##### EXCERPTED DATA #####

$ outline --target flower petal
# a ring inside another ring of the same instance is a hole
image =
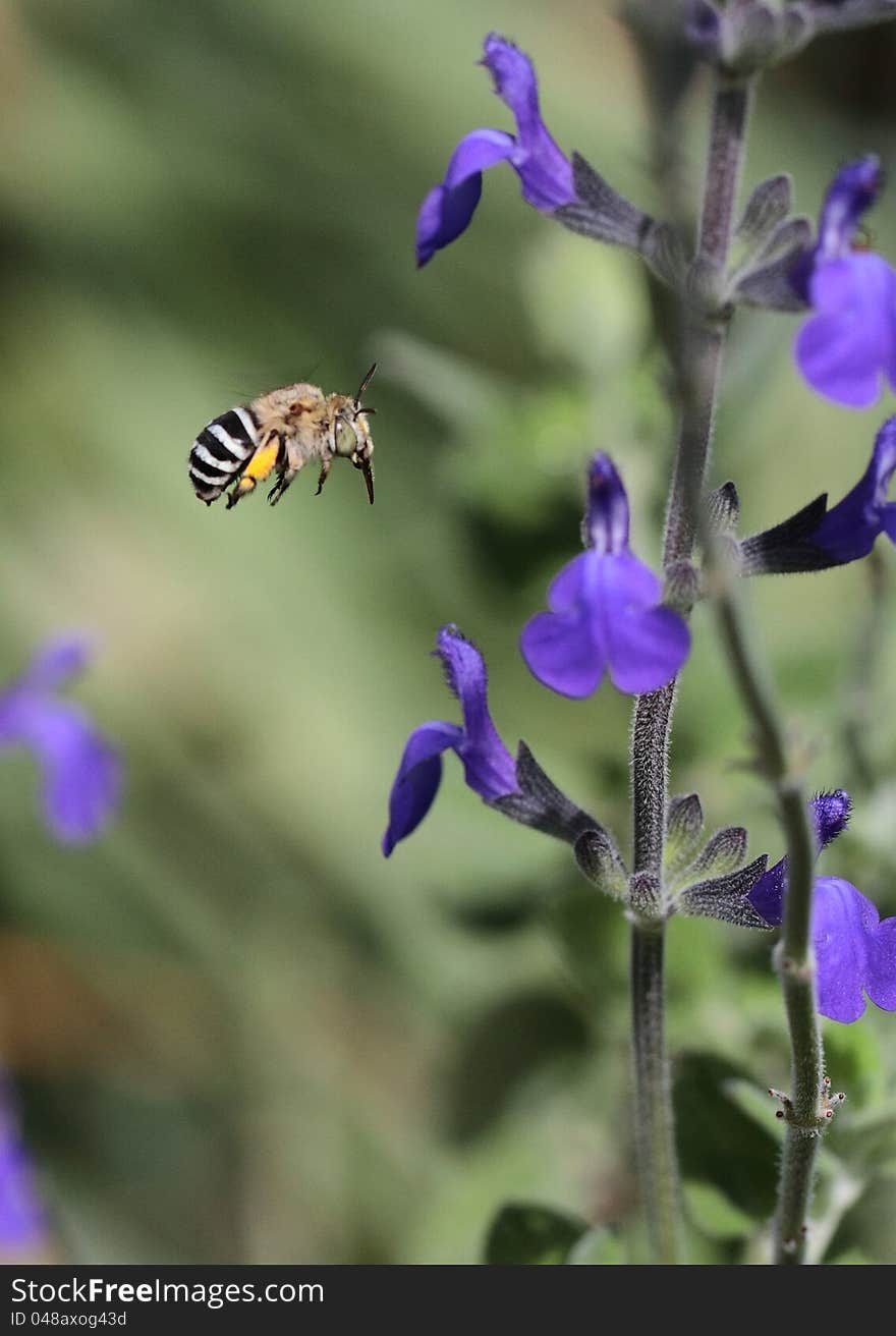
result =
[[[604,554],[629,545],[629,498],[609,454],[596,454],[588,473],[585,532],[589,546]]]
[[[896,1011],[896,918],[884,919],[872,938],[865,987],[876,1006]]]
[[[875,440],[868,468],[843,501],[832,506],[811,541],[845,564],[867,557],[881,529],[892,537],[893,505],[887,501],[896,473],[896,418],[888,418]],[[896,538],[893,540],[896,541]]]
[[[25,1252],[48,1238],[47,1214],[37,1194],[35,1170],[21,1140],[12,1086],[0,1074],[0,1249]]]
[[[816,313],[800,329],[795,354],[820,394],[849,407],[868,407],[881,374],[893,369],[896,274],[871,253],[821,261],[809,281]]]
[[[389,828],[383,835],[386,858],[423,820],[442,782],[442,752],[457,748],[463,729],[433,720],[421,724],[407,739],[389,796]]]
[[[466,231],[482,194],[482,172],[513,156],[515,140],[501,130],[474,130],[451,154],[445,180],[429,192],[417,216],[417,263]]]
[[[819,1011],[848,1025],[865,1010],[868,946],[877,910],[849,882],[820,876],[812,900]]]
[[[486,802],[515,792],[517,766],[489,713],[489,677],[482,655],[454,625],[442,627],[435,653],[463,711],[463,737],[457,752],[467,784]]]
[[[118,754],[77,705],[27,697],[19,704],[19,741],[44,771],[44,816],[57,839],[95,839],[118,804],[122,768]]]
[[[600,557],[602,640],[610,680],[640,695],[672,681],[690,649],[690,632],[670,608],[657,607],[660,581],[632,552]]]
[[[538,81],[529,56],[497,32],[485,40],[482,64],[491,72],[494,88],[517,120],[517,151],[513,156],[523,199],[551,211],[576,199],[573,167],[547,132],[538,107]]]
[[[89,657],[91,647],[84,636],[51,640],[31,660],[19,685],[28,691],[59,691],[84,671]]]
[[[880,159],[876,154],[868,154],[840,168],[828,187],[819,218],[821,255],[832,259],[848,250],[859,219],[875,203],[881,183]]]
[[[531,617],[519,637],[533,677],[577,700],[590,696],[606,671],[606,653],[594,641],[589,611],[597,560],[594,552],[582,552],[568,562],[547,593],[553,611]]]

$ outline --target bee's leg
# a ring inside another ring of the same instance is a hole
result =
[[[298,472],[299,472],[298,469],[291,469],[291,468],[280,469],[280,472],[276,476],[276,482],[267,493],[267,500],[271,505],[276,505],[276,502],[280,500],[286,489],[290,486],[292,478],[296,476]]]
[[[264,478],[271,476],[274,468],[280,460],[282,450],[283,444],[276,433],[259,445],[255,454],[236,480],[235,486],[232,486],[227,494],[228,510],[231,506],[236,505],[240,497],[248,496],[250,492],[255,490],[259,482],[263,482]]]
[[[330,477],[330,469],[331,468],[332,468],[332,456],[331,454],[324,454],[323,464],[320,465],[320,476],[318,478],[318,490],[314,493],[315,497],[319,497],[320,493],[323,492],[323,484]]]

#####

# SHORT EXERCISE
Please reproduce all the records above line for line, leaving out the pictures.

# EXERCISE SOLUTION
$ outline --target flower petal
# a ring inside another ring of the same instance is a hole
image =
result =
[[[604,554],[629,545],[629,498],[609,454],[596,454],[588,473],[585,532],[589,546]]]
[[[896,1011],[896,918],[884,919],[872,938],[865,987],[876,1006]]]
[[[875,440],[868,468],[843,501],[832,506],[811,541],[845,564],[867,557],[881,529],[892,537],[893,505],[887,501],[896,473],[896,418],[888,418]],[[896,538],[893,540],[896,541]]]
[[[25,1252],[48,1238],[47,1214],[37,1194],[35,1170],[21,1140],[12,1086],[0,1074],[0,1249]]]
[[[816,313],[800,329],[795,354],[820,394],[849,407],[868,407],[881,374],[893,369],[896,274],[871,253],[821,261],[809,281]]]
[[[389,828],[383,835],[386,858],[423,820],[442,782],[442,752],[457,748],[463,729],[433,720],[421,724],[407,739],[389,796]]]
[[[466,231],[482,194],[482,172],[513,156],[515,140],[501,130],[474,130],[451,154],[445,180],[429,192],[417,216],[417,263]]]
[[[819,1011],[848,1025],[865,1010],[868,946],[877,910],[849,882],[820,876],[812,900]]]
[[[486,802],[515,792],[517,766],[489,713],[489,677],[482,655],[454,625],[442,627],[435,653],[463,711],[463,737],[457,752],[467,784]]]
[[[118,754],[77,705],[27,697],[19,704],[19,741],[44,771],[44,816],[57,839],[95,839],[118,804],[122,768]]]
[[[600,557],[602,640],[610,680],[640,695],[672,681],[690,649],[690,632],[670,608],[657,607],[660,581],[632,552]]]
[[[538,81],[529,56],[497,32],[485,40],[482,64],[491,72],[494,88],[517,120],[517,151],[513,156],[523,199],[551,211],[576,199],[573,167],[547,132],[538,107]]]
[[[89,657],[91,647],[84,636],[51,640],[31,660],[19,685],[28,691],[59,691],[84,671]]]
[[[880,159],[876,154],[868,154],[840,168],[828,187],[819,218],[821,255],[832,259],[848,250],[859,219],[875,203],[881,183]]]
[[[531,617],[519,637],[533,677],[577,700],[590,696],[606,671],[606,653],[594,641],[589,611],[597,560],[594,552],[582,552],[568,562],[547,593],[553,611]]]

$ outline --target bee's leg
# a ring inside another ring of the same instance is a hole
result =
[[[298,472],[299,472],[298,469],[291,469],[291,468],[280,469],[280,472],[276,476],[276,482],[267,493],[267,500],[271,505],[276,505],[276,502],[280,500],[286,489],[290,486],[292,478],[296,476]]]
[[[264,478],[271,476],[274,468],[280,460],[282,450],[283,444],[276,433],[259,445],[255,454],[236,480],[235,486],[232,486],[227,494],[228,510],[231,506],[236,505],[240,497],[248,496],[250,492],[255,490],[259,482],[263,482]]]
[[[330,477],[330,469],[331,468],[332,468],[332,456],[331,454],[324,454],[323,464],[320,465],[320,476],[318,478],[318,490],[314,493],[315,497],[319,497],[320,493],[323,492],[323,484]]]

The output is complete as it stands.